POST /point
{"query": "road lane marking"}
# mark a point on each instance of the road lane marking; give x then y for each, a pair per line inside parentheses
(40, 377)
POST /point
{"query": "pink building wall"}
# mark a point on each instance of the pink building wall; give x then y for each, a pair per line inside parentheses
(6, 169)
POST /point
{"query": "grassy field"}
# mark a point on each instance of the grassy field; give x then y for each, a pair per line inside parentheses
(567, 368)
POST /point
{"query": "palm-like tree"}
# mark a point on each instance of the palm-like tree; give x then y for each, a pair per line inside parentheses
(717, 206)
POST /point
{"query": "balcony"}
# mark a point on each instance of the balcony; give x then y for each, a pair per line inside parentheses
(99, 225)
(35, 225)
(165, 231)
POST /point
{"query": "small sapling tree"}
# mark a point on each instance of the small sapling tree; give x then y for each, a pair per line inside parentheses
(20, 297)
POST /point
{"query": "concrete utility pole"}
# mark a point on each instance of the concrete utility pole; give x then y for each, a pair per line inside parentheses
____________
▸ TASK INSTRUCTIONS
Edit the listing above so that "mark a point" becomes "place a dot" everywhere it appears. Keep every other line and character the same.

▸ WRITTEN ANSWER
POST /point
{"query": "road lane marking"}
# place a dot on each instance of the road lane marking; give x then y for each, a pair per line inside parentheses
(40, 377)
POST /point
{"query": "pink building wall"}
# place a dot on each instance of the pink building wall; give x then y for each, a pair per line inside parentheses
(6, 169)
POST /point
{"query": "grassy field"}
# place a dot on each instance of the grassy field; give x then y for each, a pair per line inside parentheses
(567, 368)
POST /point
{"query": "palm-like tree"}
# place a dot on each instance of the palm-like tree; give x then y for each, a pair per line inside parentheses
(717, 206)
POST /point
{"query": "balcony"}
# place a dot on each instance of the balcony; give x then y for each, a pair per line inside parentheses
(99, 225)
(35, 225)
(165, 231)
POST /point
{"query": "small sapling tree"}
# place a dot on each instance of the small sapling tree; give x then y for each, a pair per line inside parentheses
(20, 297)
POST /point
{"query": "concrete utility pole"}
# place a dot on each instance of the concrete utility pole; give x then y for each, a pair per line inside parentheses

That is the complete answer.